### Goal of the exercise
Your task is to repeat the listing exactly.

### Data for review

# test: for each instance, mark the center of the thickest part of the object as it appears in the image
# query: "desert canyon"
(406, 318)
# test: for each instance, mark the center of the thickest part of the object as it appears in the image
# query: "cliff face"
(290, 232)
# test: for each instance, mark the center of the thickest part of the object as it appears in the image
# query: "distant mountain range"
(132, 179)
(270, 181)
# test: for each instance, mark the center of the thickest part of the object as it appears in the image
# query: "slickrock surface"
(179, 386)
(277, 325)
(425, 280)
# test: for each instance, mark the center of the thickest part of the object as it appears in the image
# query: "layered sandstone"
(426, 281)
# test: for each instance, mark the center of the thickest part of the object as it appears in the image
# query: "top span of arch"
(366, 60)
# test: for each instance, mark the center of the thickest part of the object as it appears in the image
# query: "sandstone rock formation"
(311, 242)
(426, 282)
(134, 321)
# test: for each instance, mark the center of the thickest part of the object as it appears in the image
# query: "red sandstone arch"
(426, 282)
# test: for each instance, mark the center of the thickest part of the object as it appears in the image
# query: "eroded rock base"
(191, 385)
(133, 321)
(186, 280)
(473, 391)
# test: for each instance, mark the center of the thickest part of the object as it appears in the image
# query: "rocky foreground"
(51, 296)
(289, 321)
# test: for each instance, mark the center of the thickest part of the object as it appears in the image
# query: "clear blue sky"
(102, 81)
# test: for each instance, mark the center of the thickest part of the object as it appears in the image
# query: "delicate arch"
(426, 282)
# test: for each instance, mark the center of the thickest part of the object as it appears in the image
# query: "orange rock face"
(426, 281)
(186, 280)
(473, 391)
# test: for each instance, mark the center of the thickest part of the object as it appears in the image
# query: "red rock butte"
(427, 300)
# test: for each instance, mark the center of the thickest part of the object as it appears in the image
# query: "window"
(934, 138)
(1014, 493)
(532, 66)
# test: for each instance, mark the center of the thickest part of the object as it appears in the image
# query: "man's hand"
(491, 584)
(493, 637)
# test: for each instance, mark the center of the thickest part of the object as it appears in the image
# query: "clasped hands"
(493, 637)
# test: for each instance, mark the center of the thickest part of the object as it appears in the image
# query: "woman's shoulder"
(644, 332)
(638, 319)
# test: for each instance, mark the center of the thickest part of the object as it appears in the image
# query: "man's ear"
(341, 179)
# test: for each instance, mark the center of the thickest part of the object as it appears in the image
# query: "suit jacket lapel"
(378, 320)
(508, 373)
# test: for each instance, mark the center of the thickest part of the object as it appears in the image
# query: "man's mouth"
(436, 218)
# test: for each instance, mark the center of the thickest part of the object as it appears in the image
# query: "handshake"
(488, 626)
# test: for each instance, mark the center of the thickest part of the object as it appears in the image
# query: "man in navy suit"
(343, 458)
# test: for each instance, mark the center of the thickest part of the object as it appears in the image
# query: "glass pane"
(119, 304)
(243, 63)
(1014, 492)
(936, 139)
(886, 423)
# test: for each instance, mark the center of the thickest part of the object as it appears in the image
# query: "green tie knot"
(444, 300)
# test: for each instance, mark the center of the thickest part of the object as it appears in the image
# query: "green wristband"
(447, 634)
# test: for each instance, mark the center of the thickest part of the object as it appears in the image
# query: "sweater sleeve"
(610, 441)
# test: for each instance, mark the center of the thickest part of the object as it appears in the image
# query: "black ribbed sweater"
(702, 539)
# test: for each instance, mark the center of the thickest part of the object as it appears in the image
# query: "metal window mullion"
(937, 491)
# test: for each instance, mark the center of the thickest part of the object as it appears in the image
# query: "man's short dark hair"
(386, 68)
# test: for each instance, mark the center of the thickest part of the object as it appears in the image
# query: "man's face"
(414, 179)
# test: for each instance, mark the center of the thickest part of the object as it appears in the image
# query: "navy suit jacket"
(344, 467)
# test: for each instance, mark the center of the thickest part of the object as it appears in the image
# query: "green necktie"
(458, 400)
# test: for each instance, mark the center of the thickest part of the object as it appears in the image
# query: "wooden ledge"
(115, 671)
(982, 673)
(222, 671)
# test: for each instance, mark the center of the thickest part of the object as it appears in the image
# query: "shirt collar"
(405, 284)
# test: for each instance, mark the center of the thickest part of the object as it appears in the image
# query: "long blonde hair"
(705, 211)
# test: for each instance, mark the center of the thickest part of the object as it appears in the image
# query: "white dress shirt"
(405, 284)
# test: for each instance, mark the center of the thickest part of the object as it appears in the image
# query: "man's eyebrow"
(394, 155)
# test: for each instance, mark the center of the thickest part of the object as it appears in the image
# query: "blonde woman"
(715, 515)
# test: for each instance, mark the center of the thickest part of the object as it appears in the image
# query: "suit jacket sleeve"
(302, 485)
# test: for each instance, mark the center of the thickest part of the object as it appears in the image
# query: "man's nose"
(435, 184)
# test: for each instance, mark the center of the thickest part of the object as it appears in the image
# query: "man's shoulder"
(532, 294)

### Result of the task
# test: for each instance, mark the center of the thickest part of the object as it appears in the image
# query: "desert canyon"
(406, 318)
# test: for each instance, mark the center of the thickest part of the object as it appears in the image
# query: "cliff face"
(290, 232)
# test: for each instance, mark the center of the thickest part of the object as it appears in the image
# query: "distant mountain range"
(132, 179)
(270, 181)
# test: for each instance, mark the center of the thickest part of the object as it appears in the image
# query: "slickrock surface"
(179, 386)
(277, 325)
(425, 280)
# test: for each instance, mark the center of the thickest part of the object as it appears in the image
# query: "layered sandstone"
(426, 281)
# test: for each instance, mark the center of the thickest part of the object as it appears in the image
# query: "top span of arch"
(366, 60)
# test: for each instance, mark the center of the thickest part of the object as it appears in the image
# query: "sandstone rock formation"
(311, 242)
(426, 282)
(134, 321)
# test: for each instance, mark the center of the thickest part of the object as it appears in the image
# query: "red sandstone arch"
(426, 282)
# test: for each instance, mark the center of the thickest part of the object as it appears in the image
# query: "eroded rock base"
(191, 385)
(133, 321)
(186, 280)
(473, 391)
# test: for each instance, mark the center of the thickest part of the object as it appears in the image
# query: "rocky foreground"
(51, 296)
(289, 321)
# test: for each instance, mark the center of the thickest part of the object as it appears in the image
# query: "clear blue sky"
(102, 81)
# test: for each instance, mark the center of the thickest part of the object as it appears in the image
# query: "delicate arch"
(426, 282)
# test: for each instance, mark the center of the thickest part of the object as it appears in the image
# query: "orange rock face"
(426, 281)
(186, 280)
(473, 391)
# test: for each instance, mark the center of the thickest part of the object as it appears in the image
# query: "red rock butte"
(427, 300)
# test: for each instance, mark the center of the thickest part of the object as it appears in the image
# query: "window"
(934, 138)
(1014, 493)
(532, 66)
# test: for each instance, mark the center of the thickest part of the object as it appears in the image
# query: "man's hand"
(491, 584)
(493, 637)
# test: for each instance, mark the center of the thickest part of the object as it appears in the image
# query: "clasped hands"
(493, 637)
# test: for each instance, mark the center of the thickest part of the object as it appears in the image
# query: "woman's shoulder"
(644, 332)
(638, 319)
# test: for each instance, mark the center of the thickest part of the object as it appears in the image
# query: "man's ear"
(341, 179)
# test: for each instance, mark the center of the thickest part of the object as it appears in the image
# query: "suit jacket lapel"
(378, 320)
(508, 373)
# test: for each instance, mark the center of the thickest part of the object as it appears in the image
# query: "man's mouth"
(436, 218)
# test: for each instance, mark the center of the thickest part of the object as it appears in the image
# query: "handshake"
(488, 626)
# test: for each instance, mark the center of the thickest part of the object as it appears in the image
# query: "man in navy suit"
(343, 458)
# test: for each instance, mark the center of the thickest part of the object as it appears in the image
# query: "glass pane"
(119, 304)
(243, 63)
(1014, 492)
(936, 139)
(886, 423)
# test: for each instance, mark the center of the thickest part of the object as it appears in the image
# query: "green tie knot"
(444, 300)
# test: for each instance, mark the center of the thickest part of the object as it appears in the image
# query: "green wristband"
(447, 634)
# test: for each instance, mark the center of the thickest part of the object as it appears in the image
# query: "sweater sleeve"
(610, 441)
# test: for each instance, mark the center of the thickest part of the object as it appears in the image
# query: "black ribbed sweater"
(702, 539)
# test: for each instance, mark the center of the thickest part of the object as it appears in the image
# query: "metal window mullion"
(937, 491)
# test: for each instance, mark the center of the thickest part of the object as it appears in the image
# query: "man's short dark hair"
(386, 68)
# test: for each instance, mark the center of the thickest part of the object as it appears in the image
# query: "man's face"
(414, 179)
# test: for each instance, mark the center of the thickest part of the object as it appears in the image
# query: "navy suit jacket"
(344, 467)
# test: for each instance, mark the center of the thickest part of the object as it appears in the image
# query: "green necktie"
(458, 400)
# test: for each instance, mark the center of the thickest part of the object as it appears in the image
# query: "wooden ledge"
(115, 671)
(982, 673)
(222, 671)
# test: for each instance, mark the center of the thickest part of the object as it appears in the image
# query: "shirt collar"
(405, 284)
# test: for each instance, mark the center of the thickest part of the object as it appears in the image
# query: "long blonde hair"
(705, 211)
# test: for each instance, mark the center of the thickest part of the object as it appears in the image
# query: "white dress shirt"
(405, 284)
# test: for each instance, mark the center of the thickest part of the object as it appears in the image
# query: "man's eyebrow"
(394, 155)
# test: for each instance, mark the center of the thickest part of the object as it appears in the image
# query: "blonde woman"
(715, 515)
# test: for each instance, mark the center of the thickest part of the object as it appears in the image
# query: "suit jacket sleeve"
(302, 485)
# test: for each instance, mark the center of the thickest part of the object as it appears in the image
# query: "man's nose"
(435, 184)
# test: for each instance, mark the center of the thickest part of the object as it appears in the image
# query: "man's shoulder"
(532, 294)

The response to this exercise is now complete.